▶ **Given problem**: Render the records, from their first line through the line containing "21 177 148 238", as a JSON list of strings with one string per line, leaving out blank lines.

%%

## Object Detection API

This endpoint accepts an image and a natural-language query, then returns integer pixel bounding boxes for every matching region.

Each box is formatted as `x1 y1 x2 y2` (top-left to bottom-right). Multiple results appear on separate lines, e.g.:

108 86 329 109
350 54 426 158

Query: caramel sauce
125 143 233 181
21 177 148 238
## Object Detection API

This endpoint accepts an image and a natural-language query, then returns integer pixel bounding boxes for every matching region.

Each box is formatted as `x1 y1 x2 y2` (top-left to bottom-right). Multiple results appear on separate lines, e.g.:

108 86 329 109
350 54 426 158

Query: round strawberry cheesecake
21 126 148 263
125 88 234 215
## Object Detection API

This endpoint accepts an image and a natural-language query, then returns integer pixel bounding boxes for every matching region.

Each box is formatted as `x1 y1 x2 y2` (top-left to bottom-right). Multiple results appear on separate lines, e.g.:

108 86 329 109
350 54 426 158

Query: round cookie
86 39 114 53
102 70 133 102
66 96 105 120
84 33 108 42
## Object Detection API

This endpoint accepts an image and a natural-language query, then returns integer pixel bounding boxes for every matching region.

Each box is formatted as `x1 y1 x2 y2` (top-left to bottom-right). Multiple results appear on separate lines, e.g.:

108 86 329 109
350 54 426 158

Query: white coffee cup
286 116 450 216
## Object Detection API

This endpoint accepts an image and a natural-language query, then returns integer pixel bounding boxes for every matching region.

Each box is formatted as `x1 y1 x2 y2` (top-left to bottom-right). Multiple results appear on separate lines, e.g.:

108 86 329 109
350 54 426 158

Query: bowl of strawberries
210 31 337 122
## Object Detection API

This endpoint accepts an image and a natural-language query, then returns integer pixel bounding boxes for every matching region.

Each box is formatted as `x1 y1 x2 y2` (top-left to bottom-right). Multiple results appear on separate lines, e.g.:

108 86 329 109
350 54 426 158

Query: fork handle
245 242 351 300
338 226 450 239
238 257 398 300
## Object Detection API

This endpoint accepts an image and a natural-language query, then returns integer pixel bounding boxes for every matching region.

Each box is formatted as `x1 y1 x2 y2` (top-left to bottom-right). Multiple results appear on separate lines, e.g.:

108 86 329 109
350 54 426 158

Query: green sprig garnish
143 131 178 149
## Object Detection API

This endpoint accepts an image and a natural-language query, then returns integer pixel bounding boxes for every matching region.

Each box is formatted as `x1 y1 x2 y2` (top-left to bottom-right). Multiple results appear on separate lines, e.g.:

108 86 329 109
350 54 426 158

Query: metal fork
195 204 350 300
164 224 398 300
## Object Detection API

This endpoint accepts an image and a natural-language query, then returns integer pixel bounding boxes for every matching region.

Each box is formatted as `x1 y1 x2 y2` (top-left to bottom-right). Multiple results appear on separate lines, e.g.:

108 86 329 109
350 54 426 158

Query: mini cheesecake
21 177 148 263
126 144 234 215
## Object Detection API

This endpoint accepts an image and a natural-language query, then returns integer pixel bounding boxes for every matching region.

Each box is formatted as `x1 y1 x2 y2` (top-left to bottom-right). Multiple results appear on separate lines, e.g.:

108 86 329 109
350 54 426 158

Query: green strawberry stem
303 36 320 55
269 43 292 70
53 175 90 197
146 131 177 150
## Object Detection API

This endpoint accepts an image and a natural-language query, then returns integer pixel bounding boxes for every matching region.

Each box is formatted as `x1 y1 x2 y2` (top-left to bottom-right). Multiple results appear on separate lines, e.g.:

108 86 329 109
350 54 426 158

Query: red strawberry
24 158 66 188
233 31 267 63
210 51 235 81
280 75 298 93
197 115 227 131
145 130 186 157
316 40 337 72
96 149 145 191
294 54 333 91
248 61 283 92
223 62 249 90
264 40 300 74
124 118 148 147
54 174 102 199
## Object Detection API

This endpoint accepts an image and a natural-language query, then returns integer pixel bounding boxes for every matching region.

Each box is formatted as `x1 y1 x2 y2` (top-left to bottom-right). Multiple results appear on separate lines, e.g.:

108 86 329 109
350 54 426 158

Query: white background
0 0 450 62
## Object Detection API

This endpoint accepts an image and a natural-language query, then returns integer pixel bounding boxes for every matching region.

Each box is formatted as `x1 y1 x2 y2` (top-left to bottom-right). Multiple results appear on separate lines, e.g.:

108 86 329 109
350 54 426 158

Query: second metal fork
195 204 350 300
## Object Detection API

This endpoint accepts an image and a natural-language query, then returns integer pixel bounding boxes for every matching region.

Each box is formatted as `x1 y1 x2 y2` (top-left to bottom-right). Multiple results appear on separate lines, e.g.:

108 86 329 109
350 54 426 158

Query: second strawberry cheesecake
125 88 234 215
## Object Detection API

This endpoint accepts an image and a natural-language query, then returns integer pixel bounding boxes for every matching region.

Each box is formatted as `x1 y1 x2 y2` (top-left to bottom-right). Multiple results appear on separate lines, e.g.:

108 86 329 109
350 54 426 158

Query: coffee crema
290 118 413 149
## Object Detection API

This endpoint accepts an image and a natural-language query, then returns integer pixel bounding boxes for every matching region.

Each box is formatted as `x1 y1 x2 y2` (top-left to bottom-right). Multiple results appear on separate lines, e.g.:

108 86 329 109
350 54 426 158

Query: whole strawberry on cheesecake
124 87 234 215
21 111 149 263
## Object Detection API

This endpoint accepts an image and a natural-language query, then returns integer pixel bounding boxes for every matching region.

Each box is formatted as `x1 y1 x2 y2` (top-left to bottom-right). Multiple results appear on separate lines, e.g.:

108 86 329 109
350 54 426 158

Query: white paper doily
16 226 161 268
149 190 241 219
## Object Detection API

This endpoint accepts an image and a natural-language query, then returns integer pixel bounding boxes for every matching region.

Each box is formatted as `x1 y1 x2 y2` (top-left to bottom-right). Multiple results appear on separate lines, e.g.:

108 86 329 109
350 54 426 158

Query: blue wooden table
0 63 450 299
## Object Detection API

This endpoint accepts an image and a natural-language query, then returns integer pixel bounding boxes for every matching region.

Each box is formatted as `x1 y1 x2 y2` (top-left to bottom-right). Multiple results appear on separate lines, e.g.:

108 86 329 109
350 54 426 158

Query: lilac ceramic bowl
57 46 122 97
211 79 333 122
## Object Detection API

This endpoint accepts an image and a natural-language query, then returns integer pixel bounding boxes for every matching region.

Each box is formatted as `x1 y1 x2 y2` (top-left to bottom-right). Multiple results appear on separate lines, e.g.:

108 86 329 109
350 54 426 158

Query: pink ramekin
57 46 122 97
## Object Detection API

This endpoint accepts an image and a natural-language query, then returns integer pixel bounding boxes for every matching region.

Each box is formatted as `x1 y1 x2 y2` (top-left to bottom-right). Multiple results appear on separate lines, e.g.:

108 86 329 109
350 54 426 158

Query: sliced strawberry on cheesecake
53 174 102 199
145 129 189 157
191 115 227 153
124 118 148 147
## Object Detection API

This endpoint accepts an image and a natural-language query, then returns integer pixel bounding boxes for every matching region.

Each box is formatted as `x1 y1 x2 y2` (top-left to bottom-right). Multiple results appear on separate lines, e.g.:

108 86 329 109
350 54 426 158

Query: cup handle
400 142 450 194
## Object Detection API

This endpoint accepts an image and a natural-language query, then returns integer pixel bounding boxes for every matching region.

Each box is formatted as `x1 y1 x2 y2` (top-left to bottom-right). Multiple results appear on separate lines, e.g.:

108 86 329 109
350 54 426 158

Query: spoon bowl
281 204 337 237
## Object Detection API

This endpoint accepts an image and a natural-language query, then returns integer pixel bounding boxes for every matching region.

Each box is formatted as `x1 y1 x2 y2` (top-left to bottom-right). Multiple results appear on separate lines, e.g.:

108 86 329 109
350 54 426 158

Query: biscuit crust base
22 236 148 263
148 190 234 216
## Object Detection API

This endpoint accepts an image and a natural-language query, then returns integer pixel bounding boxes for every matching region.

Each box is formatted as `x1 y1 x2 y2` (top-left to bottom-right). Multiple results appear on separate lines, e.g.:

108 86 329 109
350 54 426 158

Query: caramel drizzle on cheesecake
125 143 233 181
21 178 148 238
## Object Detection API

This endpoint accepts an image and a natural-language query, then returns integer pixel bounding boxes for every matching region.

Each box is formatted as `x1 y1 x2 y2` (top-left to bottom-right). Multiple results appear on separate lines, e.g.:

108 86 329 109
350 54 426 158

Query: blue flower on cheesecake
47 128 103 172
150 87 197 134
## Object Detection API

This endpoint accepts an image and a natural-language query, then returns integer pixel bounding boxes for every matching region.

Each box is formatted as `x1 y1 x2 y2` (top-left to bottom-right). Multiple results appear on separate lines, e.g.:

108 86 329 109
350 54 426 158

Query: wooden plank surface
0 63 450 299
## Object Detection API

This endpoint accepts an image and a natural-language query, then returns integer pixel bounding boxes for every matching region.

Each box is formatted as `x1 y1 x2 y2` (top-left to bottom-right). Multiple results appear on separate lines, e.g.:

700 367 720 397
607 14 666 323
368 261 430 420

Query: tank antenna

%%

▶ **Reply to the exercise**:
[
  "## Object Detection API",
  "This endpoint accepts an image and a natural-language query, then returns integer pixel bounding boxes for every matching region.",
  "Each box is formatted as `x1 y1 x2 y2` (top-left to bottom-right). Multiple results appear on separate lines, e.g.:",
  "108 86 329 109",
  "350 54 426 158",
  "Query: caramel sauce",
  "125 143 233 181",
  "21 177 148 238"
]